• [Tugas Wajib 1] Ambil bagian kutipan dokumen tentang keadilan hati nurani secara persis, dimulai dari "Pada setiap kesempatan, Jaksa" dan berakhir pada "dalam nurani kita.".

• [Kutipan Dokumen]
=-=-=

Jaksa Agung ST Burhanuddin: Keadilan Hati Nurani Mengedepankan Rasa Keadilan yang Hidup dalam Masyarakat
-Baca Juga
Jaksa Agung ST Burhanuddin: Keadilan Hati Nurani Mengedepankan Rasa Keadilan yang Hidup dalam Masyarakat
JAKARTA,pojokkirimapro.com.Para penegak hukum khususnya Jaksa, masih banyak yang terjebak dengan tugas, fungsi dan wewenang yang diembannya sehari-hari. Sering sekali dalam proses penegakan hukum, hanya berpatokan pada proses formalistik (sering disebut keadilan formalistik) angka-angka yang ada dalam peraturan perundang-undangan tanpa melihat segala aspek pertimbangan yuridis, teknis, sosiologi, budaya (culture) dan local genius yang berkembang di masyarakat. Pertimbangan yuridis, teknis, sosiologi, budaya (culture) dan local genius merupakan kolaborasi disebut dengan keadilan substantif atau dikenal hati nurani.
Pada setiap kesempatan, Jaksa Agung
ST Burhanuddin baik sebagai pimpinan tertinggi penegak hukum di bidang
penuntutan dan sebagai akademisi menyampaikan “Hati Nurani tidak ada dalam
buku, hanya ada dalam sanubari setiap insan manusia”, dan untuk itu
kepekaan penegak hukum sangat dibutuhkan dalam menangani setiap perkara. Salah
satu contoh yakni penanganan kasus pelecehan seksual oleh Kejaksaan Negeri Lahat,
dimana hanya melihat dari sisi pelaku yang pada saat melakukan tindak pidana masih
di bawah umur tanpa melihat kondisi korban yang secara psikis mengalami
traumatis seumur hidupnya termasuk keluarganya, dan seharusnya tidak ada alasan
untuk memberikan hukuman ringan atau dispensasi bagi pelaku. Maka dari itu,
aspek psikologi, agama, lingkungan harus menjadi perhatian seluruh Jaksa untuk menangani
setiap perkara sehingga sense of crisis akan tertanam dalam nurani kita.

=-=-=

• [Data Latihan]
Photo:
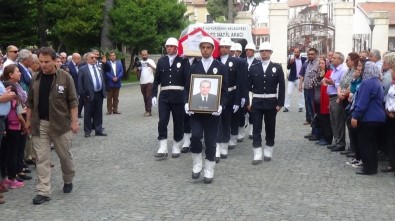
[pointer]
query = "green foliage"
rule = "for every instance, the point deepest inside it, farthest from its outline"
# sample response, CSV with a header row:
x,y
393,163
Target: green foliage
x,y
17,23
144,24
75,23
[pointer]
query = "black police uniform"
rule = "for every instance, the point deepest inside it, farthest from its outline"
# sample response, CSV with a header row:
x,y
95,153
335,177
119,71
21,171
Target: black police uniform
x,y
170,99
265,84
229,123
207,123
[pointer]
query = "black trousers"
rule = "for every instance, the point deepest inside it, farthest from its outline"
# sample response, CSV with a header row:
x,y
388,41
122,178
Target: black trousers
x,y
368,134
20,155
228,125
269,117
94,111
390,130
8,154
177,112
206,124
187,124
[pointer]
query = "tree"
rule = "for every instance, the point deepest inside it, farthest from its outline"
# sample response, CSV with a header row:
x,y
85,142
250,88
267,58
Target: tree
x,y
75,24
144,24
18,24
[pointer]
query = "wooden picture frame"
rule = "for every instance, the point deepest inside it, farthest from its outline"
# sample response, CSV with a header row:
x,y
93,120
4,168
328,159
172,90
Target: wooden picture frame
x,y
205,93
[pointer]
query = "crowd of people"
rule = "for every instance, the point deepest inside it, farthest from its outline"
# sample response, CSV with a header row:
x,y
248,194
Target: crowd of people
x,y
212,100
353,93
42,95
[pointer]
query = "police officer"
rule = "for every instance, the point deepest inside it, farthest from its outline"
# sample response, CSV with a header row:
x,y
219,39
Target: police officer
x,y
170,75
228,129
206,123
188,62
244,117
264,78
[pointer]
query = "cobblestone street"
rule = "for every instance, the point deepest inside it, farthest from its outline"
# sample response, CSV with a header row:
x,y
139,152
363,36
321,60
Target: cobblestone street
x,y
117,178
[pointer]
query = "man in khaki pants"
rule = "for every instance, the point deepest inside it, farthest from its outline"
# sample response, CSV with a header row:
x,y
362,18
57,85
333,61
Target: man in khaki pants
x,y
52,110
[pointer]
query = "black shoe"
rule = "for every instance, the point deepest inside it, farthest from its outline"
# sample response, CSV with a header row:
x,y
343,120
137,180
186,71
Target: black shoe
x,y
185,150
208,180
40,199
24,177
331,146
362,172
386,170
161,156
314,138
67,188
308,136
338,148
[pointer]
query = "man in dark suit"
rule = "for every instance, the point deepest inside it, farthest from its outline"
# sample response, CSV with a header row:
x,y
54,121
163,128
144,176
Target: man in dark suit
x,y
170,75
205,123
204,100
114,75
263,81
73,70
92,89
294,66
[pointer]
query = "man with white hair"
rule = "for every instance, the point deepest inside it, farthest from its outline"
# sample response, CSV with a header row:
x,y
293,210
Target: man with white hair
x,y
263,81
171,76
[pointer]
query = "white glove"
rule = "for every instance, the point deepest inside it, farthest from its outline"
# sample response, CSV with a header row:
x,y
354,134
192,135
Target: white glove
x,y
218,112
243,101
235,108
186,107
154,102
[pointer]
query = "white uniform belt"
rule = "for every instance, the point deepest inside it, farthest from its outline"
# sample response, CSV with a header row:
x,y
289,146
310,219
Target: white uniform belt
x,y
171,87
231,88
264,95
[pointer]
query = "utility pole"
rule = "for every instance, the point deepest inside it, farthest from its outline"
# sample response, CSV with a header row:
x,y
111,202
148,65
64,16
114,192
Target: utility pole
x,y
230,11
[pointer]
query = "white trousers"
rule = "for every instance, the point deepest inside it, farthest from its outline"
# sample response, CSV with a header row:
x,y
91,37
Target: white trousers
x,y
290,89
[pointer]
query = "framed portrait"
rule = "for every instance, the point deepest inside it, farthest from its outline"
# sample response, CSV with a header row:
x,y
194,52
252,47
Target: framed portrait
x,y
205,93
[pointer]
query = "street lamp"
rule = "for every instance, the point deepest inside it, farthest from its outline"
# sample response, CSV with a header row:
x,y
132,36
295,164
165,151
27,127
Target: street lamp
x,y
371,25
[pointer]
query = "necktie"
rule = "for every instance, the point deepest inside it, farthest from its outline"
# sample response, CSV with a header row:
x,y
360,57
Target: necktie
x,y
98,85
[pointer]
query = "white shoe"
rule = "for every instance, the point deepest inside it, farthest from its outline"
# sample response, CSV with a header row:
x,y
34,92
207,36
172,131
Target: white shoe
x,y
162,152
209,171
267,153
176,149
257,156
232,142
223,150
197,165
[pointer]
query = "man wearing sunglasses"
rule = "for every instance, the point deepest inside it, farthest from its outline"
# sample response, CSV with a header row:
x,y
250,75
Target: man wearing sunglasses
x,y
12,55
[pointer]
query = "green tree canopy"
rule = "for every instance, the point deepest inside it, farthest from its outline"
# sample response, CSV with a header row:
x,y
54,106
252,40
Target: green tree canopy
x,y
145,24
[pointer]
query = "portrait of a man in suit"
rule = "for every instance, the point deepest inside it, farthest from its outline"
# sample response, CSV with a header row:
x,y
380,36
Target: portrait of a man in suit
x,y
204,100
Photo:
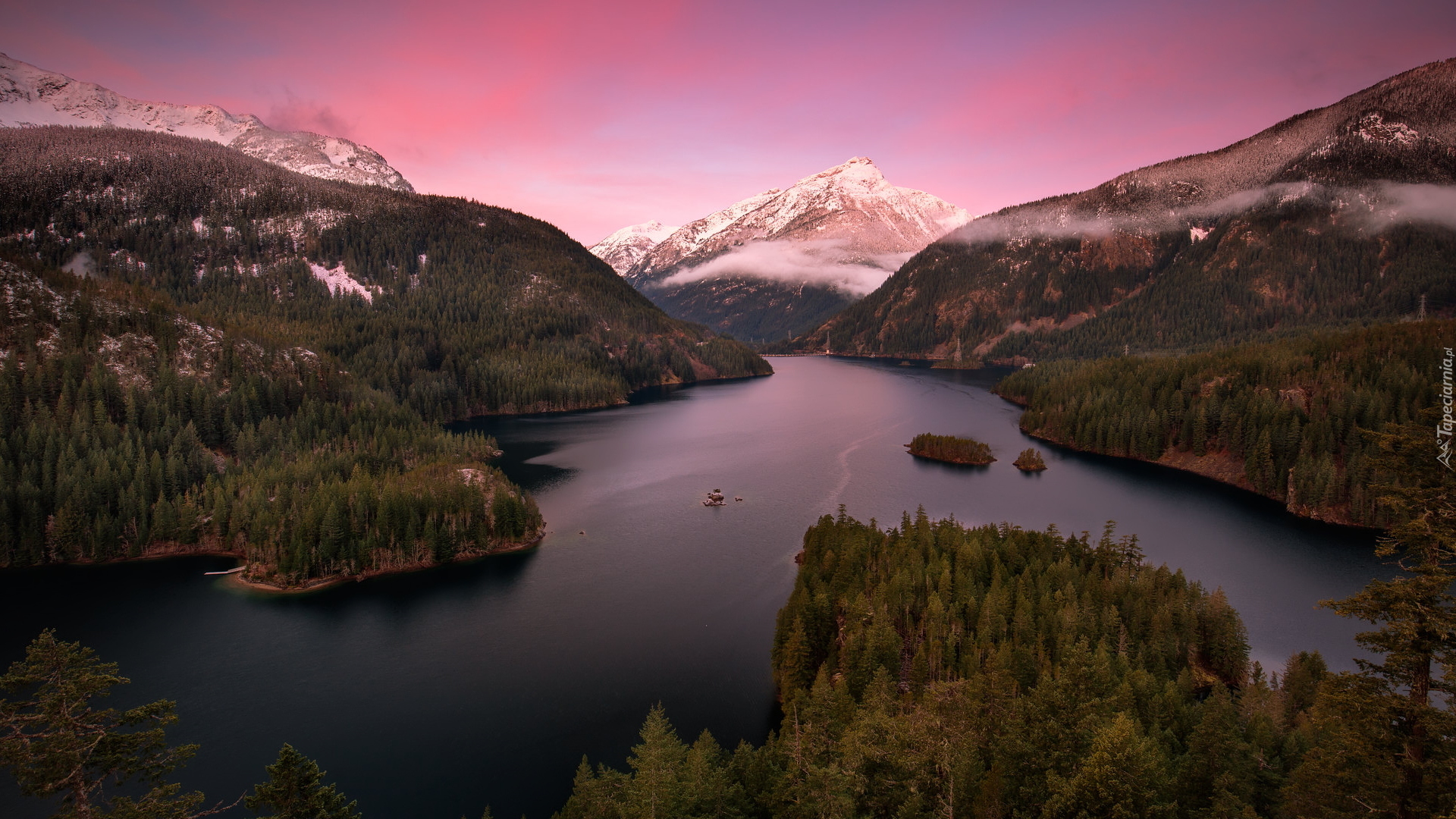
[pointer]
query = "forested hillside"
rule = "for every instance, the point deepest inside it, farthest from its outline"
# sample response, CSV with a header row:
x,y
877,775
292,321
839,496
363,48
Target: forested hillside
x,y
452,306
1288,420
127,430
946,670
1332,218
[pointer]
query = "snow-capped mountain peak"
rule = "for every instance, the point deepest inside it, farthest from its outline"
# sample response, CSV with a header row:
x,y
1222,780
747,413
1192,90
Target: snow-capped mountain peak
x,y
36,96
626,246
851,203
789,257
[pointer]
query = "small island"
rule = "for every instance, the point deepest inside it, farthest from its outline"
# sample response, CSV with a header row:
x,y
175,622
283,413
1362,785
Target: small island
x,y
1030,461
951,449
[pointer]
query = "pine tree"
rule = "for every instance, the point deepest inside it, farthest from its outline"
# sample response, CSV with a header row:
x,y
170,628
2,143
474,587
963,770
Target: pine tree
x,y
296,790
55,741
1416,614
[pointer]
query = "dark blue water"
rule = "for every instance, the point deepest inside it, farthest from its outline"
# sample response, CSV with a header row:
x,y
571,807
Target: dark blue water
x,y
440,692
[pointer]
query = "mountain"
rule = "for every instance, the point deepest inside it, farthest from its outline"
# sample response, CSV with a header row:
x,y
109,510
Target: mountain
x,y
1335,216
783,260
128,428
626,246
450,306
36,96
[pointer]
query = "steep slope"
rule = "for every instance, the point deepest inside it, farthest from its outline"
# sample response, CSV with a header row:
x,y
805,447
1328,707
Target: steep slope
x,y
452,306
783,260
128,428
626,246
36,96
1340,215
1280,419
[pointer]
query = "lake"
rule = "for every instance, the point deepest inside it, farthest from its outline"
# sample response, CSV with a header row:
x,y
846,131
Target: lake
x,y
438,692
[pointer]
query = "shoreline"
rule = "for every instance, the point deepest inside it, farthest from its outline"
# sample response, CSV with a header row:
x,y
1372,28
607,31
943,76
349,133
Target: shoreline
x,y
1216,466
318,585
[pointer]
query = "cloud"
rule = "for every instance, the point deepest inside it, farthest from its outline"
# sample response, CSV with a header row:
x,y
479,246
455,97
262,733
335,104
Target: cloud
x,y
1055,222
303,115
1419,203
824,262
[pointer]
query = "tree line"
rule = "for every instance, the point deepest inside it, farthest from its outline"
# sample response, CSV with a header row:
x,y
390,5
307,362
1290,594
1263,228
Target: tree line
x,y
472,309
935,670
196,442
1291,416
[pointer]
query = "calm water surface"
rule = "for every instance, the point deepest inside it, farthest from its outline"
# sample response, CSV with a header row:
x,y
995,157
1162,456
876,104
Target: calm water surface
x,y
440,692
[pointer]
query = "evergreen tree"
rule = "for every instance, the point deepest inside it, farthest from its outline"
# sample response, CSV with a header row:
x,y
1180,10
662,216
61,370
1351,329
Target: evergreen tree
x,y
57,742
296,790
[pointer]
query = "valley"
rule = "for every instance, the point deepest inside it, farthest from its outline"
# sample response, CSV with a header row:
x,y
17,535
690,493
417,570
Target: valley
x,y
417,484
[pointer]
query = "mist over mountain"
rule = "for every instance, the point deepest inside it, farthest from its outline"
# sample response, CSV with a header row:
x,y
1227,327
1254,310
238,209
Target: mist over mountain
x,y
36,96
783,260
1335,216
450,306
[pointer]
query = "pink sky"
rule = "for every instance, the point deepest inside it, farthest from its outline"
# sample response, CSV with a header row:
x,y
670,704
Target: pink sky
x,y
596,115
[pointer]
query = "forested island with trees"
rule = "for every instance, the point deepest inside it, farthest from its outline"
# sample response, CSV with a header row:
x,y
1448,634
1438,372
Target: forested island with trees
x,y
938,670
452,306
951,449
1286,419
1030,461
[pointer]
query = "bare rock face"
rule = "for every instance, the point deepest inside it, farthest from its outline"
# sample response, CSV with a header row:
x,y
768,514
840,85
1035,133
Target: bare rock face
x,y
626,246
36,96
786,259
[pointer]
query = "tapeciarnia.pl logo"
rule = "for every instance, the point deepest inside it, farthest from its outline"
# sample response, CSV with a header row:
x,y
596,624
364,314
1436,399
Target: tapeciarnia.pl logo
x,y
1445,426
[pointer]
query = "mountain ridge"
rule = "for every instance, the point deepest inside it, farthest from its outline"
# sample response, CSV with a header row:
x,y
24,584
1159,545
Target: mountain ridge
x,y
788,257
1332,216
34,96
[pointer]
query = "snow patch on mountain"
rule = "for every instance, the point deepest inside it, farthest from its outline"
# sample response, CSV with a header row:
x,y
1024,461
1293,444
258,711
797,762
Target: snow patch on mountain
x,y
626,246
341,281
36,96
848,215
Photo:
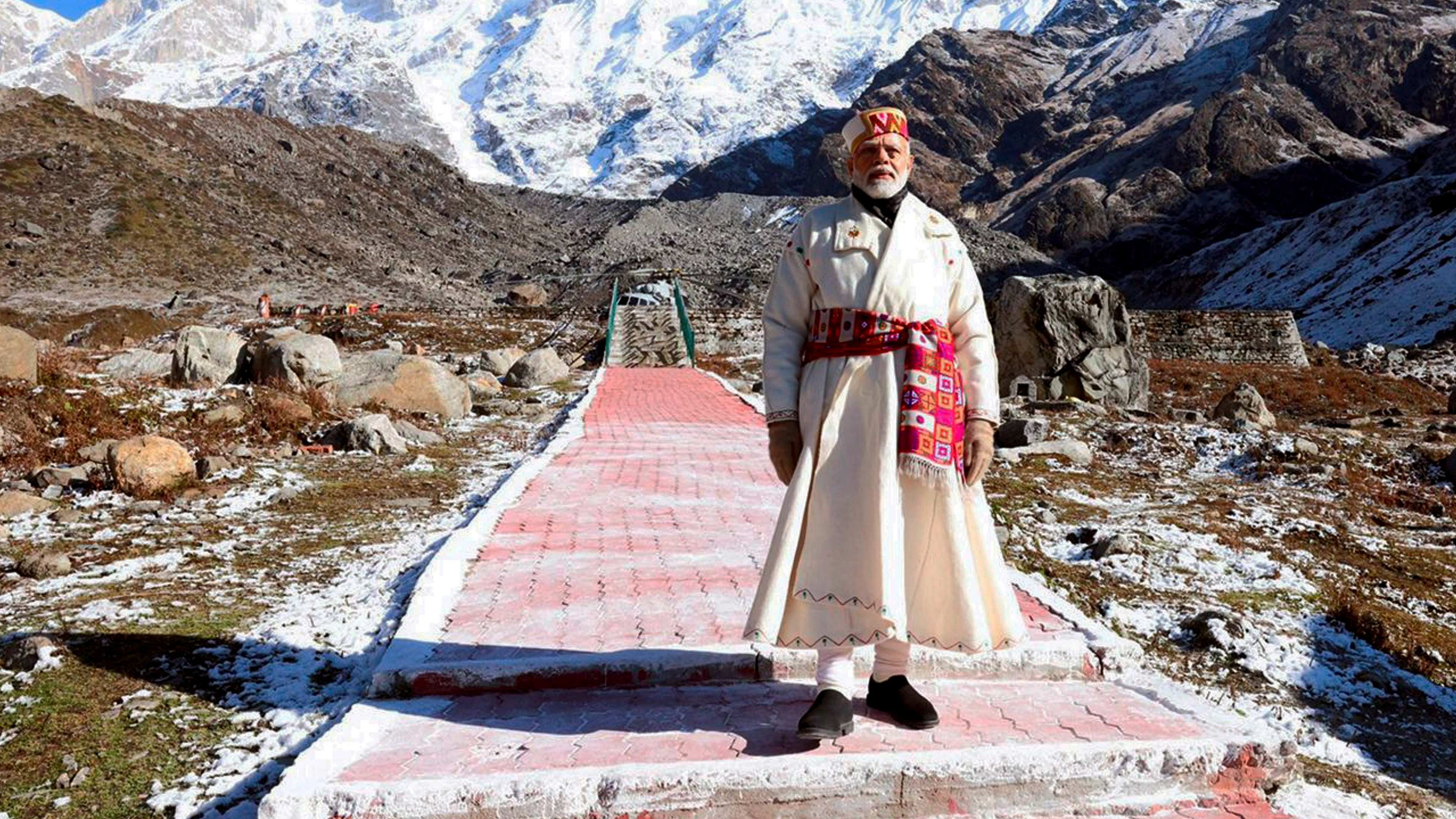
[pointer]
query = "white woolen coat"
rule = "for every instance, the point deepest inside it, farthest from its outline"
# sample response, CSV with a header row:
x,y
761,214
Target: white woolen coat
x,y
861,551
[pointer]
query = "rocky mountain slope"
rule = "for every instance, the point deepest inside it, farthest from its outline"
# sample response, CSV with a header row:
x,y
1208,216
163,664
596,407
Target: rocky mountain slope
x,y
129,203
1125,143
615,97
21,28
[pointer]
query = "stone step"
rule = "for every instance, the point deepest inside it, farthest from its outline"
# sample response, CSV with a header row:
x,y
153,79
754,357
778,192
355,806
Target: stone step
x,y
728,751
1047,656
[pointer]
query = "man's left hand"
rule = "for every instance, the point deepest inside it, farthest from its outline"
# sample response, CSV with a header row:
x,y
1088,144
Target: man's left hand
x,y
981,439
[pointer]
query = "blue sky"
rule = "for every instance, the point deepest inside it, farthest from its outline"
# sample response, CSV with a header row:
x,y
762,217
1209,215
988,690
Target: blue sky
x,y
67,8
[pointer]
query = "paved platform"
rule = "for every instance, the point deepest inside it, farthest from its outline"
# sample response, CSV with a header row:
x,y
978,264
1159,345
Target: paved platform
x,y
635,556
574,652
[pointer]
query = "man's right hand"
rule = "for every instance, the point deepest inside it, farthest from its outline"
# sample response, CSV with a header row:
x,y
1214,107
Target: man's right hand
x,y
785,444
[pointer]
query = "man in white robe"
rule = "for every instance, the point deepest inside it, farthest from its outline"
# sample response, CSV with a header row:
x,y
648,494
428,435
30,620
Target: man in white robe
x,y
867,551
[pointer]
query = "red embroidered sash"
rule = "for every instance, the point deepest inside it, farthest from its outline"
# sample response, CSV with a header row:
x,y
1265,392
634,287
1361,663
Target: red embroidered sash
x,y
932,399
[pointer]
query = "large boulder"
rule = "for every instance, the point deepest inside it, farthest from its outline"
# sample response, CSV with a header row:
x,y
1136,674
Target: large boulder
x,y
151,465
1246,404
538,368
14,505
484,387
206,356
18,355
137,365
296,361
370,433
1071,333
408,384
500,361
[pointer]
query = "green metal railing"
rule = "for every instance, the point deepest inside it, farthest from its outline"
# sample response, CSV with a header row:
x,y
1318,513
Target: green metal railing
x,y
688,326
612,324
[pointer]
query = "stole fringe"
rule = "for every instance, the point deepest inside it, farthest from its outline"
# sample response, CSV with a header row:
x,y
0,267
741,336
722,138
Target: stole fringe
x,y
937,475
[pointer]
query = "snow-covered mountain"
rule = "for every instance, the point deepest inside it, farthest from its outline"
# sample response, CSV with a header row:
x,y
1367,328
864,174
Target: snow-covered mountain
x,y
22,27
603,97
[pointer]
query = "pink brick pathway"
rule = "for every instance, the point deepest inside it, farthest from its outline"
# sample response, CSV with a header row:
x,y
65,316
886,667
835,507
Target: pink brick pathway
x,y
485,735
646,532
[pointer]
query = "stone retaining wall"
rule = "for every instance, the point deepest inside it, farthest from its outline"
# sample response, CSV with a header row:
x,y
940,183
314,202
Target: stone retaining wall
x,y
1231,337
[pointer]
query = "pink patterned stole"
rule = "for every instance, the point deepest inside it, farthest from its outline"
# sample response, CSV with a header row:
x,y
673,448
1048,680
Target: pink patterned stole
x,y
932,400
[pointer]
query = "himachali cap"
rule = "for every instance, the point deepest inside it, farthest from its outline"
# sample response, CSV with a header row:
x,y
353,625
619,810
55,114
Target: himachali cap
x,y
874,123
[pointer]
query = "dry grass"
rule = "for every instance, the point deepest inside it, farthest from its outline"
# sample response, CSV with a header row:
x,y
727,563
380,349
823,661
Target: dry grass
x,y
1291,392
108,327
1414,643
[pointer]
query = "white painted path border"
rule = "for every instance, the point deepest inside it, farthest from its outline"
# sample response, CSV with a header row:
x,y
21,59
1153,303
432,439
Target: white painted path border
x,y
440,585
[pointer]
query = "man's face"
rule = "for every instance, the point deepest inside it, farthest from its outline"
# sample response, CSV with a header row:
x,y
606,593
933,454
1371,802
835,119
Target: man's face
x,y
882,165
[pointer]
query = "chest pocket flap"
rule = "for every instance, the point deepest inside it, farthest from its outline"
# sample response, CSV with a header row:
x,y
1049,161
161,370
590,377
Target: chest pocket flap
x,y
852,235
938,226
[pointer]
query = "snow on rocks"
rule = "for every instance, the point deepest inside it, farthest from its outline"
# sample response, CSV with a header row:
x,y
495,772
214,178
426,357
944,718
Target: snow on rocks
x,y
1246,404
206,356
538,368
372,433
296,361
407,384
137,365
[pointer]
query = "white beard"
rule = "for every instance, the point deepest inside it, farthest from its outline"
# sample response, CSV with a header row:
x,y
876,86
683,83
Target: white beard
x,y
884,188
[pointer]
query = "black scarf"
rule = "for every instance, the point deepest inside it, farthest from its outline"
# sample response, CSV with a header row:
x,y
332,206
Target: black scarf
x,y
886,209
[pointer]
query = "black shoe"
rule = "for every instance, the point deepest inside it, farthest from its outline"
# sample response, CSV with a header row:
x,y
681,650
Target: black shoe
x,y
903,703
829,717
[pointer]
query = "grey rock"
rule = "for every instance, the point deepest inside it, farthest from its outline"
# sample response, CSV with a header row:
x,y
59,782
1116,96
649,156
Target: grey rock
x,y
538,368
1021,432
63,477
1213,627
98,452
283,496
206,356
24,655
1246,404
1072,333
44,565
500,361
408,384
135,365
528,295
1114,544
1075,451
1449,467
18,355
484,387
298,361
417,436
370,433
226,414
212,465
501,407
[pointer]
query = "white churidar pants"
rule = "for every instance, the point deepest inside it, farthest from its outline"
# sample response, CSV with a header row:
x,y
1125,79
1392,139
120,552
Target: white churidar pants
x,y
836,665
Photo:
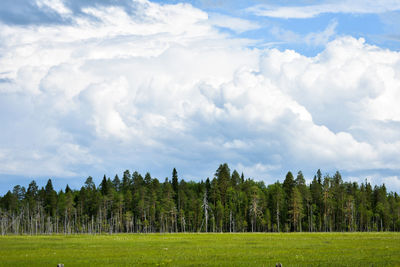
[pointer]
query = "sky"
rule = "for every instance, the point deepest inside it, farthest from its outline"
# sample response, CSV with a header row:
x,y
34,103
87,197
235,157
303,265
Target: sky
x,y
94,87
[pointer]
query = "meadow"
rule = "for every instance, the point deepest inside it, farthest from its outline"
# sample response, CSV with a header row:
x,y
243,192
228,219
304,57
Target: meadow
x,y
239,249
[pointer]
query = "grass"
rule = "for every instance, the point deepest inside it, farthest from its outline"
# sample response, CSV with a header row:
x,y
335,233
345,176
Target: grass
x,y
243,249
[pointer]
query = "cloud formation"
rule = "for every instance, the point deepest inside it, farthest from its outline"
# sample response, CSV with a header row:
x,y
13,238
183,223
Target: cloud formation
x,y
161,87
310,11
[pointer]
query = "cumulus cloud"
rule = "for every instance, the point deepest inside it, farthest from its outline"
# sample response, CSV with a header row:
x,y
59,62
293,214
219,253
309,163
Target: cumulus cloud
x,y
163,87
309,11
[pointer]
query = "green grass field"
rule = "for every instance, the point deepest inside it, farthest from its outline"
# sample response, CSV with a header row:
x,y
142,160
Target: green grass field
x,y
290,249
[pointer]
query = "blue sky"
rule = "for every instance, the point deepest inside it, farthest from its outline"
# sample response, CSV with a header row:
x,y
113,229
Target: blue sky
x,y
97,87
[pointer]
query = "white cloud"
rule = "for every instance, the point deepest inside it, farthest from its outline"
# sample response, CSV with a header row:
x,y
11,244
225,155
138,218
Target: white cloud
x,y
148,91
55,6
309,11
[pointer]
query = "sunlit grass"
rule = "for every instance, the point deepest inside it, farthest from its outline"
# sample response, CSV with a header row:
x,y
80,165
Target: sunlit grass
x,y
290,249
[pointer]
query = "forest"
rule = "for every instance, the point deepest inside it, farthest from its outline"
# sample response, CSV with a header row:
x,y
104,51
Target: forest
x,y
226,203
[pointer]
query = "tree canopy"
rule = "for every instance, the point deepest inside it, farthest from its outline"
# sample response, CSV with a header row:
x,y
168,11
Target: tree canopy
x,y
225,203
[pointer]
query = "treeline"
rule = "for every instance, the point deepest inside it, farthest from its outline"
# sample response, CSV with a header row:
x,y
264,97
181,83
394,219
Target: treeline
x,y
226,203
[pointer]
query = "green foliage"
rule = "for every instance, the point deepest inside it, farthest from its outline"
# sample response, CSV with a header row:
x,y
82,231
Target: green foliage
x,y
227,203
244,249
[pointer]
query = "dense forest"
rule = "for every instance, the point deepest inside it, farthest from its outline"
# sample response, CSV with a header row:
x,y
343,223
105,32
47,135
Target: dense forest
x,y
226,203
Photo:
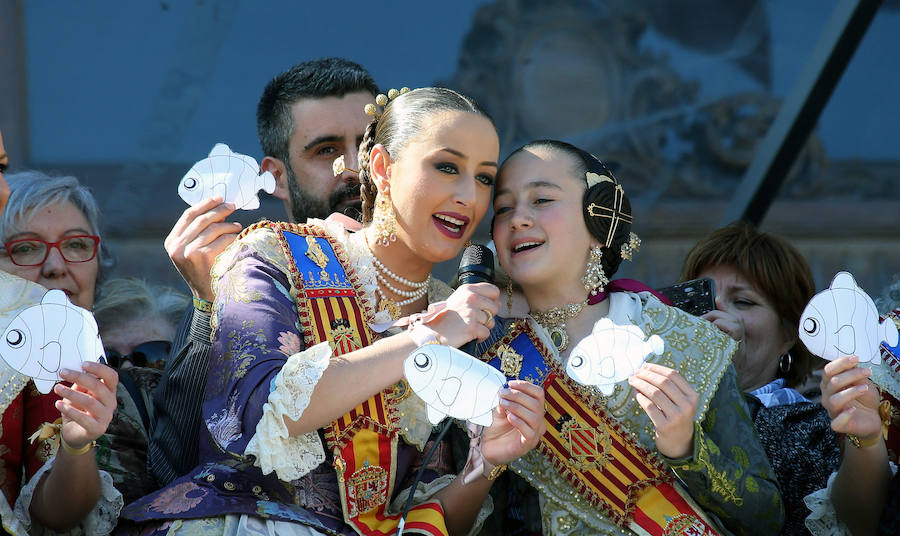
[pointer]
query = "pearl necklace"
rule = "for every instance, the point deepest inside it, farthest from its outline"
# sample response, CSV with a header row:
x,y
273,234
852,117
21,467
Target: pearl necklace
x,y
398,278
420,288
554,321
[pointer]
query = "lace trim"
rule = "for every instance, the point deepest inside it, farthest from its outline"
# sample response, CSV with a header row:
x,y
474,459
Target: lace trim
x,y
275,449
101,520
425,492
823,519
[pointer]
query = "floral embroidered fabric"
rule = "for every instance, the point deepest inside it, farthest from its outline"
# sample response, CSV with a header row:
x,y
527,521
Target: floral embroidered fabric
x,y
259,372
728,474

=-=-=

• [Tugas Wajib 2] Ambil setiap baris catatan yang memuat kata "cumulus". Perbedaan huruf besar dan huruf kecil diperhitungkan.

• [Jawaban 1]
Pada setiap kesempatan, Jaksa Agung
ST Burhanuddin baik sebagai pimpinan tertinggi penegak hukum di bidang
penuntutan dan sebagai akademisi menyampaikan “Hati Nurani tidak ada dalam
buku, hanya ada dalam sanubari setiap insan manusia”, dan untuk itu
kepekaan penegak hukum sangat dibutuhkan dalam menangani setiap perkara. Salah
satu contoh yakni penanganan kasus pelecehan seksual oleh Kejaksaan Negeri Lahat,
dimana hanya melihat dari sisi pelaku yang pada saat melakukan tindak pidana masih
di bawah umur tanpa melihat kondisi korban yang secara psikis mengalami
traumatis seumur hidupnya termasuk keluarganya, dan seharusnya tidak ada alasan
untuk memberikan hukuman ringan atau dispensasi bagi pelaku. Maka dari itu,
aspek psikologi, agama, lingkungan harus menjadi perhatian seluruh Jaksa untuk menangani
setiap perkara sehingga sense of crisis akan tertanam dalam nurani kita.

• [Jawaban 2]
query = "cumulus cloud"
Target: cumulus cloud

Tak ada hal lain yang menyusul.